• _Parts of the exercise_
A - In the std::move thread, what does one reply suggest thinking of "moving" as?
B - Print the std::move thread from "Rishi looks like" to "a copy operation.", word for word.

• _Extracted text_
◇ ◇ ◇ ◇ ◇

Help me with std::move. Thank you :)

This is because a "move" will not happen in this case and it will degrade down to a copy.

Rishi looks like you are confused here. Consider "moving" as a swap operation. In case of heap allocated objects, you are just swaping the pointers pointing to the data on heap and the new pointer created that would be pushed to stack( which is valid but point to undefined object ), but for other cases it would be similar to a copy operation.

Arsenic I think I get it. I don't know, but when I see it now, I feel like it's clear. Thank you :)

Arsenic right but, see the link that Martin Taylor has shared, it says opposite

Martin Taylor I saw that one but, the string is on the stack right? How does it "move" the item from stack to heap??? Or does it actually doing copy and setting the source to some other valid value?

◇ ◇ ◇ ◇ ◇

• _Dataset content_
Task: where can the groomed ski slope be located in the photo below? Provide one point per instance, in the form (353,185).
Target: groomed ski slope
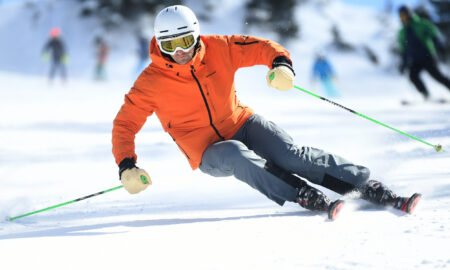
(55,146)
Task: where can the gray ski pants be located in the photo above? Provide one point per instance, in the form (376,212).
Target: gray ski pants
(259,142)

◇ ◇ ◇ ◇ ◇

• _Answers to the exercise_
A - A swap operation.

B -
Rishi looks like you are confused here. Consider "moving" as a swap operation. In case of heap allocated objects, you are just swaping the pointers pointing to the data on heap and the new pointer created that would be pushed to stack( which is valid but point to undefined object ), but for other cases it would be similar to a copy operation.